## What is being asked
Please copy out the data from the line containing "pixel 456 33." through the end of the data, keeping every line in that span. Multiply each answer coordinate by 1.1 and round it to a whole number, with halves rounded up; leave all other numbers as they are.

## Data section

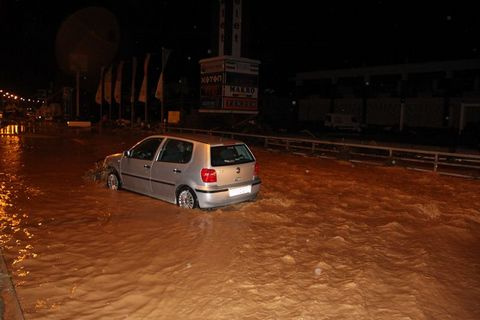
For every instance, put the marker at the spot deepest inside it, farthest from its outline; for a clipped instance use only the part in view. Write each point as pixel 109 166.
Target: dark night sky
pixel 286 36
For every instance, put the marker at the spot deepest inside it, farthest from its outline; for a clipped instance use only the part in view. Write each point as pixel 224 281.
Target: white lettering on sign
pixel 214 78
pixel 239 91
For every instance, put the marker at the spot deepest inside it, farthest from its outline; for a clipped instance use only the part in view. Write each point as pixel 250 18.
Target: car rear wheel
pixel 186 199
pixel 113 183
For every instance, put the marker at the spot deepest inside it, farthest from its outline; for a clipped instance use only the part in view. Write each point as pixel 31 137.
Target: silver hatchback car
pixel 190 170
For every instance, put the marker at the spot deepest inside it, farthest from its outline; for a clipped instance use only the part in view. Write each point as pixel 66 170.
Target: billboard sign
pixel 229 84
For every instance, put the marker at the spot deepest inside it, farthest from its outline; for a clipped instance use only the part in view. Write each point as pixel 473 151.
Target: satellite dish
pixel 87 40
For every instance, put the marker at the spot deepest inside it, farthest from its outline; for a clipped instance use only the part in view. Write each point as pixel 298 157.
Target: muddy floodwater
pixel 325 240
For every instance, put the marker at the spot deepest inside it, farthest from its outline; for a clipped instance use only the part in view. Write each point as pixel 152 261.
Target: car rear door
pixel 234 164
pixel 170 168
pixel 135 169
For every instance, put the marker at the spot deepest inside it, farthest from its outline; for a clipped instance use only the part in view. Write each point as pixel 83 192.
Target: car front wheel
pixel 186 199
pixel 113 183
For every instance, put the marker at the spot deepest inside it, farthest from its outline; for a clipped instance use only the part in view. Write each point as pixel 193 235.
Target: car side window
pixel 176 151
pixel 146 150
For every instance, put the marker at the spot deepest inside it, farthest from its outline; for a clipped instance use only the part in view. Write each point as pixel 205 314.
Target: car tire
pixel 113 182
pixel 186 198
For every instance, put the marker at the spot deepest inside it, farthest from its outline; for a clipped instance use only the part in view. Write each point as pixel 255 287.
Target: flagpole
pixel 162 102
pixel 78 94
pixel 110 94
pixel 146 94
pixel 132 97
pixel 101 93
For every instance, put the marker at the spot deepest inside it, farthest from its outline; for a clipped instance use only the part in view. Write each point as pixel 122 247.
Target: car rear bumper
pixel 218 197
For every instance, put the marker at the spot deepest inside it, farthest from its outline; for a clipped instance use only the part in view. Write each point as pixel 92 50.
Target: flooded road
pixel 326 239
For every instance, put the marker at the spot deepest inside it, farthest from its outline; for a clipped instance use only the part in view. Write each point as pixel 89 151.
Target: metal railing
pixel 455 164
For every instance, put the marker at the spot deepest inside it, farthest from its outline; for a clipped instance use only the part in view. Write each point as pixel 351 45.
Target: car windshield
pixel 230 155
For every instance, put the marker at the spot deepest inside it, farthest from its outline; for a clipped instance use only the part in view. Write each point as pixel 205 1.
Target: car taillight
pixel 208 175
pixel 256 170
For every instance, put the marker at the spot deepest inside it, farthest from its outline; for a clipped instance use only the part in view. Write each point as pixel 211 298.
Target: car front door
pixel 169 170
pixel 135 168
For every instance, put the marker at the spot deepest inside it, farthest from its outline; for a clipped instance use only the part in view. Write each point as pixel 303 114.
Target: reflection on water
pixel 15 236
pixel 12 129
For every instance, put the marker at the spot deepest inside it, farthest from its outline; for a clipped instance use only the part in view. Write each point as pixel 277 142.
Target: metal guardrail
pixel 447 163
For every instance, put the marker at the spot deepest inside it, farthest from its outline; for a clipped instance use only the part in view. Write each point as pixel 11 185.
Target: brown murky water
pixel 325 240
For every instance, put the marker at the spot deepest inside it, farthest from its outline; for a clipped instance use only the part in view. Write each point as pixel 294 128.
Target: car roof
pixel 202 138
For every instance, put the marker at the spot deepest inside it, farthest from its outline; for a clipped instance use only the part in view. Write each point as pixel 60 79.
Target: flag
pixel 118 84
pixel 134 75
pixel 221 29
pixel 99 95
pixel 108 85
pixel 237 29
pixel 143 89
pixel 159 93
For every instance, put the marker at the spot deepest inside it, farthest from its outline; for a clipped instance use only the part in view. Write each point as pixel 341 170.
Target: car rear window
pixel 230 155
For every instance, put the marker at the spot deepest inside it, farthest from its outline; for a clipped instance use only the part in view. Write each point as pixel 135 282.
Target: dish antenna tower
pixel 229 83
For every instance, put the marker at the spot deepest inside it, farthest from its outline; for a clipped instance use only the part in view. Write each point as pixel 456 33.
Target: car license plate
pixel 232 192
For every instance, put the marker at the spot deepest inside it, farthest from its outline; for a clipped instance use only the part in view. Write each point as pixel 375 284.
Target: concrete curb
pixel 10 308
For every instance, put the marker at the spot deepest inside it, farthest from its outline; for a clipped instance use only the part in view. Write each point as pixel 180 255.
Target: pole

## Output below
For every instance, put the marker at the spot deepest inside it, farthest from its outline; for a clipped instance use only the part in view. Write each point as pixel 456 33.
Target: car license plate
pixel 255 211
For every instance, put the marker at the spot deepest inside it, farthest from its outline; for a clipped instance use only the part in view. Write each point as pixel 375 284.
Target: concrete curb
pixel 11 339
For every instance, put the marker at the spot deepest inside it, farthest from its outline; for a clipped instance use only the part in view. Write each point as pixel 180 255.
Target: pole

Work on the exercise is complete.